▼
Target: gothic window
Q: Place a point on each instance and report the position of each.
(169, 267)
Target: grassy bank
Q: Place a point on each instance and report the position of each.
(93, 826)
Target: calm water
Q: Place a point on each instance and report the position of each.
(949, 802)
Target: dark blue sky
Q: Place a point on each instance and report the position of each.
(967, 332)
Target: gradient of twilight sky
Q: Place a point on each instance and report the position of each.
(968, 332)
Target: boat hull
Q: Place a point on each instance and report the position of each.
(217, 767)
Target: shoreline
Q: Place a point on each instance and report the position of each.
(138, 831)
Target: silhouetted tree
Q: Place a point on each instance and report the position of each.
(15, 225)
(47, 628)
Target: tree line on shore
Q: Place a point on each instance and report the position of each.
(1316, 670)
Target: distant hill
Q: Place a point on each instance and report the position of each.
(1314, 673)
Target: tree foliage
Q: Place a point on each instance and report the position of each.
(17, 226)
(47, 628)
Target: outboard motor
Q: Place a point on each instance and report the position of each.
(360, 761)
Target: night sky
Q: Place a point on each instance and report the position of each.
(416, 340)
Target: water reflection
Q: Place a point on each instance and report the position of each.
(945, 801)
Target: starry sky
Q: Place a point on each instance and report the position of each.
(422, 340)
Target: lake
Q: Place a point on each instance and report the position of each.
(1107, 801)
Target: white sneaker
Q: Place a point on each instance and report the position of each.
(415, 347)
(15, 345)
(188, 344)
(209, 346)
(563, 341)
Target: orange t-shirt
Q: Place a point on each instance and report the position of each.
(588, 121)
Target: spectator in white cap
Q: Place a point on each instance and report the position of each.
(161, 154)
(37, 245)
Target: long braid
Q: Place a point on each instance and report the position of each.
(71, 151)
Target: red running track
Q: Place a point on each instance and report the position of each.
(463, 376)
▲
Repeat the entries above verbatim, but only from the line that has "Target: tree line on shore" down to the line that has "Target: outboard motor", inclusive.

> _Solution to this problem_:
Target: tree line on shore
Q: Place a point on each instance and report the position of each.
(1316, 670)
Target: distant hill
Q: Place a point on each instance and report the position of each.
(1314, 673)
Target: tree foliage
Q: Place a point on each instance and report the position of each.
(17, 226)
(47, 628)
Target: outboard motor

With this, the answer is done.